Source excerpt.
═══

The Babylon Movement contested Iraq’s parliamentary elections in 2018 and 2021, winning two of the five seats designated for Christians on its first attempt and four on its second.

Rivals claimed that votes from Shia Muslims were diverted to help the Babylon Movement clinch the seats. Critics have similarly accused the 50th Brigade of recruiting largely from the Shia Muslim community while presenting itself as a local Christian militia. 

Months before the 2021 elections, the Chaldean Patriarchate announced that it had removed the word “Babylon” from its official title, which was previously the “Patriarchate of Babylon of the Chaldeans.” It said that the term had no historical basis.

Relations between the Church and the Babylon Movement deteriorated further in April this year when a court issued a summons for Sako to address accusations concerning a Church property lodged by a businessman linked to the group.

In an April 29 statement, al-Kildani accused Sako of “establishing parties, engaging in electoral battles, and jeopardizing the security and future of Christians in Iraq.”

In a May 8 interview with Kurdistan 24, a news station based in the region’s capital, Erbil, the cardinal criticized al-Kildani, saying that he was “self-aggrandizing and wants to become a leader.”

Sako also expressed frustration at the present distribution of parliamentary seats reserved for Christians.

“If the Iraqi government does not put an end [to this], we will sue him in international courts,” said the cardinal, referring to al-Kildani.

The interview prompted a barrage of social media attacks on the cardinal. Christians responded by gathering in Baghdad’s central Tahrir Square May 12 in a “solidarity demonstration.” 

Videos shared on social media showed that Sako’s supporters in the square included religious sisters holding Iraqi flags. 

Agenzia Fides reported that the gathering was “disrupted by the arrival of an organized group of people who came to shout offensive slogans against Patriarch Sako.”

A video showed the cardinal’s supporters moving to one side of the square while another group carrying banners appearing to display crossed-out portraits of Sako stood behind a security cordon.

A group of European ambassadors and diplomats posted in Iraq visited Sako May 14 to express their solidarity after what they called “recent public attacks against his person.”

In a statement, they praised efforts by Sako and Archbishop Mitja Leskovar, the apostolic nuncio to Iraq, “to protect the rights of Christians on the soil that they inhabit for two millennia.”

But they lamented divisions among Iraqi Christians, whose numbers may have fallen to as low as 250,000 from around 1.5 million at the start of the 21st century.

They said that “the existing contrasts among Christians do not help their role in the Iraqi society” and expressed the hope “that problems be overcome and ever greater cooperation among the Churches be achieved.”

═══

Recorded information.
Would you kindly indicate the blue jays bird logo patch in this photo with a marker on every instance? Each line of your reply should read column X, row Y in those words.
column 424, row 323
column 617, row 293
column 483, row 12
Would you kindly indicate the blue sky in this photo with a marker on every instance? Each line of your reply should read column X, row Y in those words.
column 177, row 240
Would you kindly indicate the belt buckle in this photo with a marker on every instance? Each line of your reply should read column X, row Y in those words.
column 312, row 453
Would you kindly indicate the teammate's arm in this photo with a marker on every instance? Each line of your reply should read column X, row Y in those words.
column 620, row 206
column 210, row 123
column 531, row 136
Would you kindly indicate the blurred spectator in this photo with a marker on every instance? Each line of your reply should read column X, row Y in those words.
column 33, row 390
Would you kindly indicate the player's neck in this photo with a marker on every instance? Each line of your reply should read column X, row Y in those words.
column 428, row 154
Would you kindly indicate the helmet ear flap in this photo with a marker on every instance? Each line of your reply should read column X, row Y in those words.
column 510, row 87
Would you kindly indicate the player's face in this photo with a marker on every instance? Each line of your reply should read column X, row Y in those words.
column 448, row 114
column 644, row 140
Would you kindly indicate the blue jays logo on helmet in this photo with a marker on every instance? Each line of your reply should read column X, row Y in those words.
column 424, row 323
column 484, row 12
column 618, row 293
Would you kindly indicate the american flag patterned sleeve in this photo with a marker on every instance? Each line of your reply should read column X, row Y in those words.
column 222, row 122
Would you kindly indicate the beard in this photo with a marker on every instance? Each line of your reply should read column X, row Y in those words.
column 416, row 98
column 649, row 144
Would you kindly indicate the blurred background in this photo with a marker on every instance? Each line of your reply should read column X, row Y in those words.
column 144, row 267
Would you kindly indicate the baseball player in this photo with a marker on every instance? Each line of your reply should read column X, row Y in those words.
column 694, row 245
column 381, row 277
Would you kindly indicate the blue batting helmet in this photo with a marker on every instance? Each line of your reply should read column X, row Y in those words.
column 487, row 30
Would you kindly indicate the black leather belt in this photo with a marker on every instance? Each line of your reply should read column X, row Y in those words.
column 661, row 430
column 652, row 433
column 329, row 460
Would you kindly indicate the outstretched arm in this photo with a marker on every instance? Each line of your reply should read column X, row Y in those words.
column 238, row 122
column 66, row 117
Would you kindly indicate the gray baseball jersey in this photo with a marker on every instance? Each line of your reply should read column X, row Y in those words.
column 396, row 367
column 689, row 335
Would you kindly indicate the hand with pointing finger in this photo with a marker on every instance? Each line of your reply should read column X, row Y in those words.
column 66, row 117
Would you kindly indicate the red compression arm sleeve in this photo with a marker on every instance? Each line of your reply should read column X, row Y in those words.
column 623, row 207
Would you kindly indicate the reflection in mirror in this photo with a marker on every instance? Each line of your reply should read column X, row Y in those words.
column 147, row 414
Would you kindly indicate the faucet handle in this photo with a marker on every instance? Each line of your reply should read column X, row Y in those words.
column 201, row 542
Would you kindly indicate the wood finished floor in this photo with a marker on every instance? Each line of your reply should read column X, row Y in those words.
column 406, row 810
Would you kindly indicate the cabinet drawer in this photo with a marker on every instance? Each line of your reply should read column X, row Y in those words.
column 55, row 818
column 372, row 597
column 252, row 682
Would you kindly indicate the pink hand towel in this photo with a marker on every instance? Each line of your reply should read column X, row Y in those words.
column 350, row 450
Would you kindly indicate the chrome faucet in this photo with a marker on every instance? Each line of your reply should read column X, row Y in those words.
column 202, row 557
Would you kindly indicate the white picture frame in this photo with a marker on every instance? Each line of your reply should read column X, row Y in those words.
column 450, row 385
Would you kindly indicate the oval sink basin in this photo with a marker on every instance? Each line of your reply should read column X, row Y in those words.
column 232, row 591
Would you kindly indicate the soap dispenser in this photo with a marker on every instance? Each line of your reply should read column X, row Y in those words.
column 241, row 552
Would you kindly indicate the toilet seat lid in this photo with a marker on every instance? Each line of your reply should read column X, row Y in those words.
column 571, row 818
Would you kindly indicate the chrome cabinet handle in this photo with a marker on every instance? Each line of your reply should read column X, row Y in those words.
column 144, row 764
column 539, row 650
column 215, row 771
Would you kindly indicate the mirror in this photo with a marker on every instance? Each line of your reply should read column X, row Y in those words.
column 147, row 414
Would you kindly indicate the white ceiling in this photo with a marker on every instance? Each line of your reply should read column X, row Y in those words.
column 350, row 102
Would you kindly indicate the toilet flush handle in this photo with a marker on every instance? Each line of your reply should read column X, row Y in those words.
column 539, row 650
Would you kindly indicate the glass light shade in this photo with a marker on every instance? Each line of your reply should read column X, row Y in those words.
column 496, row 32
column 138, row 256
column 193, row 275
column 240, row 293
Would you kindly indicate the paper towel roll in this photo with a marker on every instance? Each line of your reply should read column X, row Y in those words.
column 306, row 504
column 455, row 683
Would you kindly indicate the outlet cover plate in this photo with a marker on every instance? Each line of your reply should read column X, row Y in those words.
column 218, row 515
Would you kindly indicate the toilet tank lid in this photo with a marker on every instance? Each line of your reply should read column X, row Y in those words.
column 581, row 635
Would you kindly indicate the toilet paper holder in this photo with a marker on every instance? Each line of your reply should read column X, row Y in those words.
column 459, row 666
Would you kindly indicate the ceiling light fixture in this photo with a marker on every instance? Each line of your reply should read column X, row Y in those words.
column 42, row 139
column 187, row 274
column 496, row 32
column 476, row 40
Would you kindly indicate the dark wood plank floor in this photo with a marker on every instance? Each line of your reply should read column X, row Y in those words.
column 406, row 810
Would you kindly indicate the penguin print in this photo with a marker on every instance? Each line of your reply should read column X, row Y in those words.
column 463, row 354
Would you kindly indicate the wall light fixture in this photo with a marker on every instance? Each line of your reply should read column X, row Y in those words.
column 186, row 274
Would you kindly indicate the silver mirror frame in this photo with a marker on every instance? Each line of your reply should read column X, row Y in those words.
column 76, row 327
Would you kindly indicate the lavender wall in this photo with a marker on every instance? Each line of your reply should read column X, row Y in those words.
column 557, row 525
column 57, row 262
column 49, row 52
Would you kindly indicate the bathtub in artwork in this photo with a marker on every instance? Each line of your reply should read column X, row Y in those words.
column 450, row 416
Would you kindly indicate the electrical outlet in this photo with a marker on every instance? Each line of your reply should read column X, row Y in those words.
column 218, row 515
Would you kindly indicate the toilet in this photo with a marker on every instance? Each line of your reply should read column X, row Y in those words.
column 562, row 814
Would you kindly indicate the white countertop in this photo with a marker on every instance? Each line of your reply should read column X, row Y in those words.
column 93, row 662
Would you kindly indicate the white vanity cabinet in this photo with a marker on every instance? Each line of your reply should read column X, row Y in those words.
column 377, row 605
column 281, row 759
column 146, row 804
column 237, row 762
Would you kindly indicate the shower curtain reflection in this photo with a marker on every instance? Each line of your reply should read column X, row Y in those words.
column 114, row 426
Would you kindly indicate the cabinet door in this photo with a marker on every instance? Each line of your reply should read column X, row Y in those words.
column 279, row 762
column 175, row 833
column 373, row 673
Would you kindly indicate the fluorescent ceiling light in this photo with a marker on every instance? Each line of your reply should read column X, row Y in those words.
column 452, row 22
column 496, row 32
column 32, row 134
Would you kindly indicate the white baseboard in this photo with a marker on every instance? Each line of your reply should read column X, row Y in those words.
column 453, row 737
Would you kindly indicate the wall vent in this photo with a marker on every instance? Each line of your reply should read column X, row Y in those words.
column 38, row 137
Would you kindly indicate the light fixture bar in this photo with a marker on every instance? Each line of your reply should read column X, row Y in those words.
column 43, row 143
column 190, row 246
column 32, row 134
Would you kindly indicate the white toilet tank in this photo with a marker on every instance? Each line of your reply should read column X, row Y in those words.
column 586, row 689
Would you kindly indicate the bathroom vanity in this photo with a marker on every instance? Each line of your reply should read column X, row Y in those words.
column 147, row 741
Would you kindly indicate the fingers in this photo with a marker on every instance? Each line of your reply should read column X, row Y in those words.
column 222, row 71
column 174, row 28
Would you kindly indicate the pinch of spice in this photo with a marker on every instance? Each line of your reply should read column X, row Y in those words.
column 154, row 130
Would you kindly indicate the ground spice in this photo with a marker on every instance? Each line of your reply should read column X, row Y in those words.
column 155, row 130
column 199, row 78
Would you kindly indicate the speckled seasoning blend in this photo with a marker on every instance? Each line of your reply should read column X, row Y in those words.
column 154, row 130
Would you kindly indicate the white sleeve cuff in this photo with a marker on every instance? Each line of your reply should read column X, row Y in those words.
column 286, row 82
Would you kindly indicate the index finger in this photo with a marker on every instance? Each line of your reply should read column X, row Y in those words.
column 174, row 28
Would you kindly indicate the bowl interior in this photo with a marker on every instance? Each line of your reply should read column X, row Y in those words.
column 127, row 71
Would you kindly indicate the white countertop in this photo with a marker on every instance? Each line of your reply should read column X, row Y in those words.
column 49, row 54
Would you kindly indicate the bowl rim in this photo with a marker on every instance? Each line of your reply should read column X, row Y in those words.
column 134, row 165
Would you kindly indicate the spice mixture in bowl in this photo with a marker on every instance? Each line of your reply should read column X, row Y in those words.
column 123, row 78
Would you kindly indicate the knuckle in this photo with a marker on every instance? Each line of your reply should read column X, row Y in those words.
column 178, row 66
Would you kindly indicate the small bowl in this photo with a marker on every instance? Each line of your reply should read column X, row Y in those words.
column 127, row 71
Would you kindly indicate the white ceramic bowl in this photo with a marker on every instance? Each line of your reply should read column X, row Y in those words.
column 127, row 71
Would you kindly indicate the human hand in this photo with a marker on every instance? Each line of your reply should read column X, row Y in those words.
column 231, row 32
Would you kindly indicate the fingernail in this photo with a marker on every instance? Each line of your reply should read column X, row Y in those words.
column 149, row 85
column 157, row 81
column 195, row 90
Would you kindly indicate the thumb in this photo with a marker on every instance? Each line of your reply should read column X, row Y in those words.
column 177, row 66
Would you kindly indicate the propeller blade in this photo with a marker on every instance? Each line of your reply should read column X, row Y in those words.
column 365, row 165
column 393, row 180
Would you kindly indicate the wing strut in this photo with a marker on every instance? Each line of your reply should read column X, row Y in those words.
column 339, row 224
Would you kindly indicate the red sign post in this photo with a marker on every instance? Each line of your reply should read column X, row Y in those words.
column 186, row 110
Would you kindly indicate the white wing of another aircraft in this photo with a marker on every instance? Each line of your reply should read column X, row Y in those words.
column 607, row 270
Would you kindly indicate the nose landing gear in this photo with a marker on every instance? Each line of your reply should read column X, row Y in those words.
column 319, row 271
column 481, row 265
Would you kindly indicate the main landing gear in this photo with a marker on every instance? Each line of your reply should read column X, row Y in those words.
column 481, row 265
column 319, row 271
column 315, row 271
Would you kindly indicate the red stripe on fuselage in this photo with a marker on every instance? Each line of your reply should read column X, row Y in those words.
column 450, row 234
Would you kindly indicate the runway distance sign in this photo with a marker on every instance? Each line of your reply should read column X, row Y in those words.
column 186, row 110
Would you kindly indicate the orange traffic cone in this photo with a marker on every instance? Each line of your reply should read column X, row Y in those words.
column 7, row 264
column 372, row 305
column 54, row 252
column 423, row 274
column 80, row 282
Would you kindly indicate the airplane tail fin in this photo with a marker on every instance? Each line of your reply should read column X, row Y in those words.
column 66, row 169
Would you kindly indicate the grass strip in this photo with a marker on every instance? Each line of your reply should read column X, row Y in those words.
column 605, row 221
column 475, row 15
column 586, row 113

═══

Aim. Continue the article about the dispute between Cardinal Sako and the Babylon Movement, picking up after its last sentence.

Task response.
Iraqi President Abdul Latif Rashid defended his decision to rescind the decree concerning Sako at a July 17 meeting with Fr. Charles Lawanga Sona, the chargé d’affaires at the apostolic nunciature to Iraq.

“The president reviewed the reasons for withdrawing Republican Decree No. (147) of 2013, as he affirmed that withdrawing the republican decree would not prejudice the religious or legal status of Cardinal Louis Sako, as he was appointed by the Apostolic See as Patriarch of the Chaldean Church in Iraq and the world,” reported the Iraqi News Agency.

President Rashid said: “The withdrawal of the decree came to correct a constitutional situation, as the aforementioned decree was issued without a constitutional or legal basis, in addition to the request of heads of churches and other sects to issue similar republican decrees.”

He added: “Patriarch Louis Sako is respected and appreciated by the Presidency of the Republic as the patriarch of the Chaldean Church in Iraq and the world.”

Archbishop Bashar Warda, the Chaldean Archbishop of Erbil, told the Catholic charity Aid to the Church in Need that the president’s approach to revoking the decree was “flawed.”

“The President of the Republic could have convened a meeting with all the Church leaders to explain the history of these decrees and his decision to retract them,” he said.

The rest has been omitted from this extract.